- [EXERCISE]: Which lines run from the one containing "Point out the metal guardrail in this photo." to the end of the entries? Quote them exactly, and nothing else.

(Extracted data entries)
[Start]

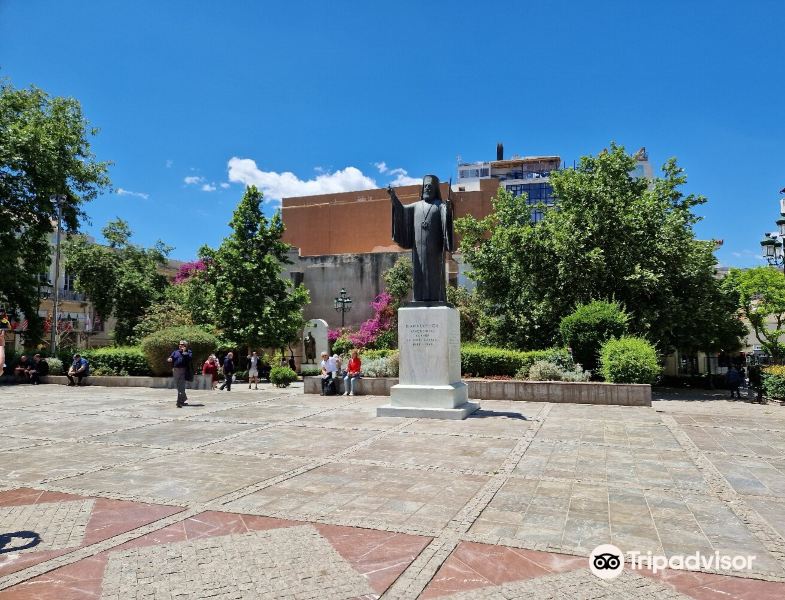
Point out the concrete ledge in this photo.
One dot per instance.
(622, 394)
(420, 412)
(200, 382)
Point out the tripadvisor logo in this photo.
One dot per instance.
(607, 561)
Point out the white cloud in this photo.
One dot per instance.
(401, 175)
(283, 185)
(142, 195)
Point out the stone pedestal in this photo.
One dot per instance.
(429, 375)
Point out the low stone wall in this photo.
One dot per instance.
(200, 382)
(623, 394)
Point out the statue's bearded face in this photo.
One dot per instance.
(429, 189)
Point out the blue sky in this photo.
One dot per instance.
(194, 99)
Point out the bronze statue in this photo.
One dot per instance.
(310, 348)
(425, 227)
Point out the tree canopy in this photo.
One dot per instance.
(611, 237)
(121, 279)
(761, 298)
(254, 304)
(44, 151)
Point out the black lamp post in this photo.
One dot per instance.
(343, 304)
(772, 243)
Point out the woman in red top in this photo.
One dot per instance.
(210, 367)
(352, 374)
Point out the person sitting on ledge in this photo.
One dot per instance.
(39, 368)
(79, 370)
(20, 372)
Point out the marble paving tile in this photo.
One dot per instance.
(175, 434)
(293, 441)
(64, 459)
(106, 519)
(182, 476)
(482, 454)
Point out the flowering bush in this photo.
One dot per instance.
(188, 270)
(383, 320)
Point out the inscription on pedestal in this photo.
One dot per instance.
(422, 335)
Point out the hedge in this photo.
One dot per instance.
(774, 381)
(629, 360)
(158, 346)
(482, 361)
(116, 360)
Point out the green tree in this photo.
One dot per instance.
(44, 150)
(256, 306)
(610, 236)
(398, 279)
(121, 279)
(761, 298)
(585, 329)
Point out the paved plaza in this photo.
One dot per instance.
(114, 493)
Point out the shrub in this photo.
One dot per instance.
(629, 360)
(589, 326)
(282, 376)
(482, 361)
(774, 381)
(158, 346)
(117, 360)
(383, 366)
(342, 345)
(542, 370)
(554, 370)
(55, 366)
(378, 353)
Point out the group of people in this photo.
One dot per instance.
(736, 378)
(182, 370)
(332, 372)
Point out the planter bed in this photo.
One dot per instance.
(623, 394)
(200, 382)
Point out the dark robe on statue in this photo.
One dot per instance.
(426, 227)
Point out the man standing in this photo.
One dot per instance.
(79, 370)
(181, 368)
(253, 371)
(228, 372)
(39, 368)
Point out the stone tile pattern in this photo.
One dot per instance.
(59, 524)
(291, 562)
(575, 585)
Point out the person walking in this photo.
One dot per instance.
(210, 367)
(733, 378)
(80, 369)
(352, 374)
(181, 371)
(253, 370)
(228, 372)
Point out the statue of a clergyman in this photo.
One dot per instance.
(310, 348)
(425, 227)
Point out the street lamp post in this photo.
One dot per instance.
(343, 304)
(58, 201)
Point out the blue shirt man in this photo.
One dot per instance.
(228, 372)
(80, 368)
(181, 371)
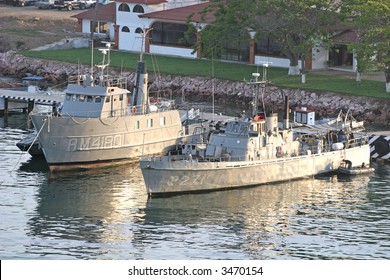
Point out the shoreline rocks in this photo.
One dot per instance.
(374, 111)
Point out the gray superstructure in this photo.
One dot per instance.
(252, 152)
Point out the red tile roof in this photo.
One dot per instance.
(146, 2)
(104, 13)
(181, 14)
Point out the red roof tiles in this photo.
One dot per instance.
(181, 14)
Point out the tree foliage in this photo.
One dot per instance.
(296, 25)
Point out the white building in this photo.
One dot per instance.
(165, 21)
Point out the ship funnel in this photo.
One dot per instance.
(286, 119)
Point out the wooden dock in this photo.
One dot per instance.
(29, 98)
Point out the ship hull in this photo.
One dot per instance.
(163, 176)
(82, 143)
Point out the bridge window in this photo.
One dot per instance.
(124, 8)
(125, 29)
(138, 9)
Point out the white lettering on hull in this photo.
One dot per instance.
(186, 180)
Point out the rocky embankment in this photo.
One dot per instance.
(373, 111)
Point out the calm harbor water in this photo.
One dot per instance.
(106, 214)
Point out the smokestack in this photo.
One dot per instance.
(286, 121)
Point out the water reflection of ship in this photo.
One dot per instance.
(82, 209)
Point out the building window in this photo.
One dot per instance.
(99, 27)
(125, 29)
(267, 46)
(138, 9)
(171, 34)
(136, 125)
(124, 8)
(102, 27)
(162, 121)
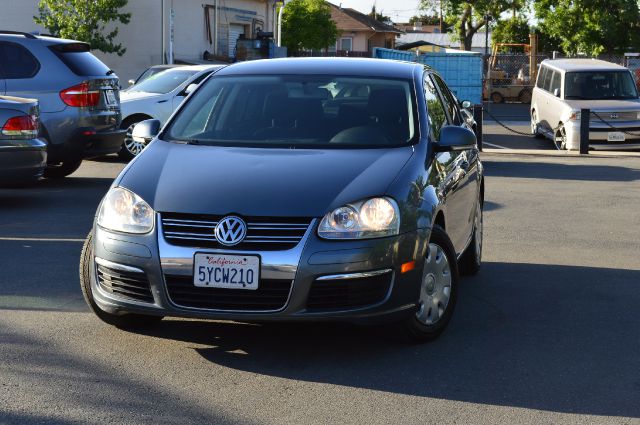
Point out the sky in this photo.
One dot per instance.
(397, 10)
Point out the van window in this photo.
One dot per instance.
(541, 76)
(594, 85)
(555, 82)
(546, 84)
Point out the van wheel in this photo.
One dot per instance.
(534, 125)
(438, 291)
(560, 138)
(525, 96)
(497, 97)
(125, 321)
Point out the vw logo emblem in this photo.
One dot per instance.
(231, 231)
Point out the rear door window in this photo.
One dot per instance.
(17, 62)
(546, 84)
(555, 82)
(541, 76)
(78, 58)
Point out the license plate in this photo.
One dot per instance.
(615, 136)
(226, 271)
(111, 98)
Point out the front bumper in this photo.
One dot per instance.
(21, 161)
(313, 258)
(598, 134)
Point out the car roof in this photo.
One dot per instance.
(574, 65)
(324, 66)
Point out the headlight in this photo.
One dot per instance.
(124, 211)
(371, 218)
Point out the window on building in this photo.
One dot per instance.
(346, 43)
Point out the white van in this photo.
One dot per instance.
(565, 86)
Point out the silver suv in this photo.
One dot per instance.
(78, 95)
(565, 86)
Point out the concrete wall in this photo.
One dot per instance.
(143, 35)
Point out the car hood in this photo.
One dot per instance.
(127, 96)
(259, 182)
(612, 105)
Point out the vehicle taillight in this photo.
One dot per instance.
(80, 96)
(22, 127)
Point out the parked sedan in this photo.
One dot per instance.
(156, 98)
(23, 157)
(256, 202)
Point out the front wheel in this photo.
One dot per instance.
(560, 138)
(438, 291)
(125, 321)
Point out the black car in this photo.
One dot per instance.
(295, 189)
(23, 156)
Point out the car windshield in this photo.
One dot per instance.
(599, 85)
(163, 82)
(298, 111)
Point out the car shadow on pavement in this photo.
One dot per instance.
(560, 171)
(549, 337)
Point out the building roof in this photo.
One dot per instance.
(443, 39)
(351, 20)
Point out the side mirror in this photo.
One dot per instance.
(145, 131)
(454, 138)
(190, 88)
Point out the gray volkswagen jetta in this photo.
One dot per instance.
(295, 189)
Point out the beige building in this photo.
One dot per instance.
(198, 26)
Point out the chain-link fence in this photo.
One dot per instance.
(510, 77)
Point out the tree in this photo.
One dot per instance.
(514, 30)
(379, 16)
(307, 24)
(469, 16)
(591, 26)
(84, 20)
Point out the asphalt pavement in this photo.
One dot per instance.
(547, 333)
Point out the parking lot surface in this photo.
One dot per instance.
(546, 333)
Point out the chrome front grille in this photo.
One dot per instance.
(263, 233)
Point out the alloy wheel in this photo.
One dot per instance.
(435, 290)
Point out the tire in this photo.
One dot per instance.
(63, 169)
(471, 260)
(534, 125)
(130, 148)
(524, 96)
(440, 272)
(497, 97)
(560, 138)
(124, 321)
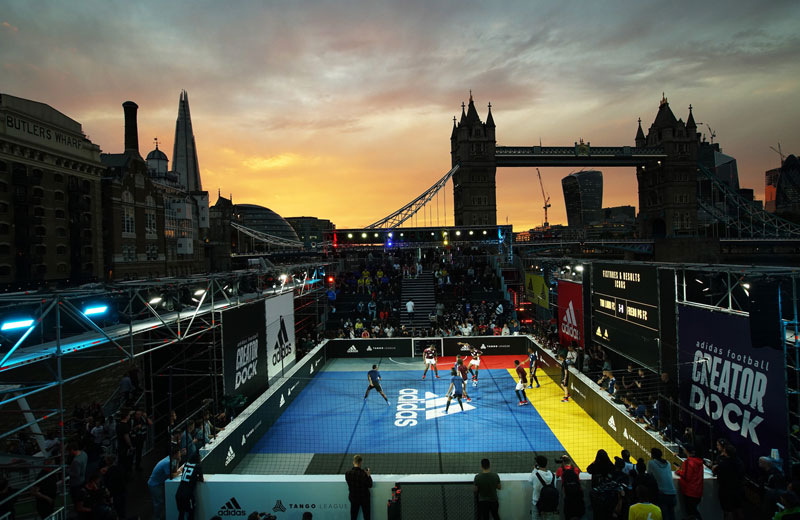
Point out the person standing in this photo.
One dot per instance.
(643, 509)
(77, 470)
(475, 362)
(161, 473)
(374, 378)
(456, 390)
(124, 441)
(691, 482)
(430, 356)
(410, 310)
(191, 474)
(544, 500)
(730, 480)
(661, 470)
(485, 485)
(533, 358)
(521, 383)
(139, 426)
(359, 482)
(564, 377)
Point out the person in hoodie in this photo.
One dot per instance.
(691, 482)
(662, 472)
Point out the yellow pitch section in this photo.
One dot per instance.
(580, 435)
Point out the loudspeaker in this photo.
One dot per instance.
(765, 315)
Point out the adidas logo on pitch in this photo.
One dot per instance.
(410, 406)
(230, 456)
(232, 508)
(569, 325)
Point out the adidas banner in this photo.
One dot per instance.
(625, 310)
(239, 437)
(536, 290)
(244, 350)
(490, 345)
(613, 418)
(279, 312)
(724, 379)
(570, 313)
(370, 347)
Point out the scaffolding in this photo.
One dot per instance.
(170, 327)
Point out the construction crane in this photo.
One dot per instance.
(545, 198)
(778, 151)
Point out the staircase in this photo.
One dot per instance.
(421, 290)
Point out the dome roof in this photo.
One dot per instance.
(157, 154)
(263, 219)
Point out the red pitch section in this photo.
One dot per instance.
(488, 361)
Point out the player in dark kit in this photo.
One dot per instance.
(564, 377)
(429, 355)
(191, 474)
(523, 380)
(374, 378)
(533, 358)
(476, 362)
(457, 389)
(461, 370)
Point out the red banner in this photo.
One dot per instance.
(570, 313)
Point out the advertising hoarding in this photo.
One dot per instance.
(570, 313)
(244, 348)
(725, 380)
(625, 310)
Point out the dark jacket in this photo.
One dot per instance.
(358, 482)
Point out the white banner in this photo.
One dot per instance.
(280, 333)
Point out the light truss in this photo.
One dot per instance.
(266, 238)
(397, 218)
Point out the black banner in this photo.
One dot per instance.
(369, 347)
(490, 345)
(625, 310)
(240, 437)
(725, 379)
(244, 347)
(614, 420)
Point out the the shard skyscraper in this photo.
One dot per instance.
(184, 153)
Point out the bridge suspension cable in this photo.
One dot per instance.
(410, 210)
(267, 238)
(740, 216)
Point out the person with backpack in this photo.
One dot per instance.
(574, 504)
(544, 500)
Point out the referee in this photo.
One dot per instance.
(374, 378)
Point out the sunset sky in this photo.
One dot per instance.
(343, 109)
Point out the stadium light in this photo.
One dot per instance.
(20, 324)
(98, 309)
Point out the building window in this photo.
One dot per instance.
(128, 220)
(150, 222)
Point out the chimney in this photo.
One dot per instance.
(131, 128)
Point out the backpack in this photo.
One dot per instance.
(548, 498)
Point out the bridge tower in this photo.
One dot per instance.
(472, 146)
(668, 187)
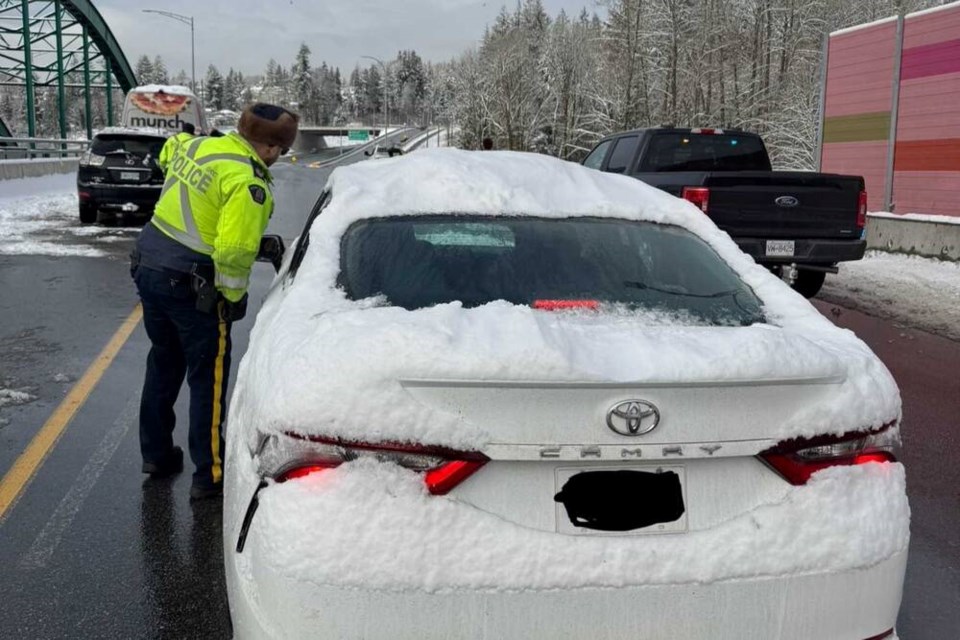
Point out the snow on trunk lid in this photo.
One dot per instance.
(544, 420)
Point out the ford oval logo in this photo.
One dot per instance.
(787, 201)
(633, 418)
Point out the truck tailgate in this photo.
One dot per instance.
(790, 205)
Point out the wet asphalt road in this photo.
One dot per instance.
(92, 550)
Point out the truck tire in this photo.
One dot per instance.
(88, 213)
(808, 283)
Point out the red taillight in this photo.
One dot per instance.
(561, 305)
(862, 210)
(299, 472)
(699, 196)
(798, 459)
(443, 479)
(293, 456)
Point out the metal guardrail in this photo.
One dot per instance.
(29, 148)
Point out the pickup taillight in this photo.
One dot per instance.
(862, 210)
(699, 196)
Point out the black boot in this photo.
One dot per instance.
(172, 464)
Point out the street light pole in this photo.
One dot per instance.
(386, 109)
(193, 51)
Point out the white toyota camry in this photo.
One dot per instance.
(497, 395)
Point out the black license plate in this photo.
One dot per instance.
(621, 500)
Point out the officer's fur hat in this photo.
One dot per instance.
(269, 124)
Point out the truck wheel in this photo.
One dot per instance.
(88, 213)
(808, 283)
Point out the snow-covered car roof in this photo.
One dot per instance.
(321, 363)
(133, 131)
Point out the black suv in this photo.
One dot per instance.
(120, 174)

[End]

- [COMPLETE OUTPUT]:
Point out the metal guardrail in this photo.
One dot per instance.
(29, 148)
Point out the pickup taillight in this photo.
One dot per instance.
(862, 210)
(699, 196)
Point out the black boot in this photo.
One dot per instance.
(172, 464)
Point out the street light pole in this photo.
One dot per instance.
(386, 109)
(193, 51)
Point out the white toyota camry in this photo.
One dot per instance.
(497, 395)
Point out the black license plate in this photo.
One dot per instance.
(621, 500)
Point out the officer's fur hat in this photo.
One dot per instance.
(269, 124)
Point out the truck wheel in this photo.
One dot per instance.
(88, 213)
(808, 283)
Point out the snow-covered car roof in this photo.
One dot per instance.
(321, 363)
(133, 131)
Point out the black suv in this photo.
One dot per instance.
(120, 174)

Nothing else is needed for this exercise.